⟨

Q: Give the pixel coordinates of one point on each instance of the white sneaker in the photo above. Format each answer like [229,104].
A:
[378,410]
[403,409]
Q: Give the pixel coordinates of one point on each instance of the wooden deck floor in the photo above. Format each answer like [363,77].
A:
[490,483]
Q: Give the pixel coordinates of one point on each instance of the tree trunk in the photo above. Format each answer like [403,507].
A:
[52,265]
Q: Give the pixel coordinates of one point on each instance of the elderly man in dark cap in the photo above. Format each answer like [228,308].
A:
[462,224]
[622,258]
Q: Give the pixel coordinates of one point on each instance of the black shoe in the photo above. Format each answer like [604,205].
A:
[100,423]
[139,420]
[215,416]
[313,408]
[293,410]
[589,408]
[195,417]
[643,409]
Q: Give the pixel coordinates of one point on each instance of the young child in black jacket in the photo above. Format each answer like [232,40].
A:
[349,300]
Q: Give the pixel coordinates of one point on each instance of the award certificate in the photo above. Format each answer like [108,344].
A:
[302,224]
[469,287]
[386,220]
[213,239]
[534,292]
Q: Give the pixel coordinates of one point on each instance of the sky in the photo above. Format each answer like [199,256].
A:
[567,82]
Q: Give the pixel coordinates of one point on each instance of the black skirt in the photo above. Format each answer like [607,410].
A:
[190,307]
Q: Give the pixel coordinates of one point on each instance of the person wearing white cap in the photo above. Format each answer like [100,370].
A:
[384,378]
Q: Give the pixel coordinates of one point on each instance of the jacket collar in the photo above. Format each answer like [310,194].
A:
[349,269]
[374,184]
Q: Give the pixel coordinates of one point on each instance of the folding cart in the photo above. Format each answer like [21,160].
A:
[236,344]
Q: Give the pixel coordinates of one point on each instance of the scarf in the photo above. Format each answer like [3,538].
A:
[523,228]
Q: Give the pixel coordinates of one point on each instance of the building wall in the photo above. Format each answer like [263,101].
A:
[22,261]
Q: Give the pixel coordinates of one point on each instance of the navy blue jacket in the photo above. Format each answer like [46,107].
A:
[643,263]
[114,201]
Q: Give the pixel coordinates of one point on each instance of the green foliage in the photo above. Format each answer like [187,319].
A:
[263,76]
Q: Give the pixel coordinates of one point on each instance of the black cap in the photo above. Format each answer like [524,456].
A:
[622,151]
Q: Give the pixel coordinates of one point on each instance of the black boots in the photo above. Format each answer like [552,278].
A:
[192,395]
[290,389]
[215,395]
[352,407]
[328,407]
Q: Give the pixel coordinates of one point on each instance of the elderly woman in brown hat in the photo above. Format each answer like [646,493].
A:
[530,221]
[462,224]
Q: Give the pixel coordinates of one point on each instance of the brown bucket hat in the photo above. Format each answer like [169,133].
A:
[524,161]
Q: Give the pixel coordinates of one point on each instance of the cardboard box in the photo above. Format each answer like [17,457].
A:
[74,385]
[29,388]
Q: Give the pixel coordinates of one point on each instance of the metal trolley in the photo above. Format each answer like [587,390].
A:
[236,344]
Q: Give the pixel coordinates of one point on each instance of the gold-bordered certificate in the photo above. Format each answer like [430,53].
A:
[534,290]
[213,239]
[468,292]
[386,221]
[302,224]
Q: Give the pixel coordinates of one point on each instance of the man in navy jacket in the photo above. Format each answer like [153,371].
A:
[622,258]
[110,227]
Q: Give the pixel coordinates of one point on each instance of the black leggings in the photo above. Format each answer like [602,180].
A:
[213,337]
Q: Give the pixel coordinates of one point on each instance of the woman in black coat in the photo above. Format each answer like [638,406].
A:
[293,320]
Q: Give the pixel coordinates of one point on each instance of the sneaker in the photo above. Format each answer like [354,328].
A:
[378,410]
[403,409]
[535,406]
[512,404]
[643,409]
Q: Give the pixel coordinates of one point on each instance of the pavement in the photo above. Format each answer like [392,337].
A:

⟩

What the exercise asks
Output all of the data in full, exactly as given.

Completed task
Q: Give the pixel coordinates of one point on each instance of the white sneaker in the photo above. Format each answer like [229,104].
A:
[378,410]
[403,409]
Q: Give the pixel coordinates of one point on each instance of the wooden deck floor in the photo above. Format each answer like [363,77].
A:
[490,483]
Q: Give the pixel coordinates of one point on each instance of the tree trunk in the photo above. Format each answer like [403,507].
A:
[52,265]
Q: Give the pixel coordinates of one point on each instance of the elderly man in dark cap in the photo above. Format each answer like [228,308].
A:
[462,224]
[622,258]
Q: Give the pixel coordinates of one point on each instance of the black shoe in the photo above. Format each answer like [604,205].
A:
[100,423]
[139,420]
[215,416]
[313,408]
[293,410]
[589,408]
[195,417]
[643,409]
Q: Give the pixel coordinates of one point on each instance of the young child in black jacket in the photo above. Format each answer like [232,40].
A:
[349,300]
Q: Give the pixel coordinates of one point on each instance of the award certificate in the photo above. Format each answer like [108,344].
A:
[302,224]
[469,287]
[386,220]
[213,239]
[534,292]
Q: Give the pixel coordinates of one point on each instance of the sky in the photo above. Format each answer like [199,256].
A:
[567,82]
Q: Give the pixel coordinates of one point on each instance of the black skirt in the photo above. Format each answer like [607,410].
A:
[190,307]
Q: Give the pixel coordinates of one point on each instance of the person wearing white cap in the photo above. Format each answer like [100,370].
A:
[384,378]
Q: Give the pixel coordinates of one point on each instance of the jacket collar in the photo above. Format each answer like [310,194].
A:
[349,269]
[374,184]
Q: Give the pixel coordinates of one point on each instance of the folding cart in the photo above. Format each answer like [21,160].
A:
[236,344]
Q: Give the pixel coordinates of one point on each instance of the scarf in the photo above. Format each answer like [3,538].
A:
[523,228]
Q: Give the pixel coordinates of one point on each instance of the building wall in the photo above. Format each answer like [263,101].
A:
[22,261]
Q: Give the pixel coordinates of one point on each instance of the navy blue jacket in the photo above. Format each answer like [46,107].
A:
[643,263]
[114,201]
Q: Give the pixel coordinates of one point on each instance of the green foliage in the photo above. Format each answer like [187,319].
A:
[263,76]
Q: Give the pixel coordinates of one point on each instance of the black cap in the photo above. Format each answer like [524,456].
A:
[622,151]
Q: Give the pixel coordinates of one point on each instance of the black boots in the photo above. Format each answer like [552,278].
A:
[192,395]
[290,389]
[215,395]
[352,407]
[328,407]
Q: Give the pixel coordinates of one point on each instance of the elderly woman in brown hat in the photo above. Format each answer like [646,493].
A:
[530,221]
[462,224]
Q: Give the pixel coordinates of one point on each instance of the brown bucket hat in the photo above. Format each answer like [169,133].
A:
[524,161]
Q: Give the pixel coordinates of one point on each instance of the cardboard box in the photo above. Format each answer like [17,457].
A:
[74,385]
[29,388]
Q: Give the pixel coordinates of one point on each instance of the metal trolley in the photo above. Format each answer like [587,390].
A:
[236,344]
Q: Give the pixel coordinates of one point on each instance of the gold-bordered certificate in the photo above. Format each answer like [430,53].
A:
[534,290]
[213,239]
[468,292]
[386,221]
[302,224]
Q: Give the pixel coordinates of one point on each instance of the man in navy jacket in the photo above. Format each answer like [153,371].
A:
[622,258]
[110,227]
Q: Give the pixel coordinates of one point on each instance of the black leggings in the photo above. Format each answer like [602,180].
A:
[213,337]
Q: Give the pixel coordinates of one point on each instance of the woman in black coat in the photo above. Format each answer like [638,406].
A:
[293,320]
Q: Give the pixel coordinates of one point on each instance of the sneaker in the photo above. Format each answer like [354,328].
A:
[378,410]
[403,409]
[535,406]
[512,404]
[643,409]
Q: Give the pixel coordinates of one point on each instance of the pavement in the photo above. Format each answer like [392,337].
A:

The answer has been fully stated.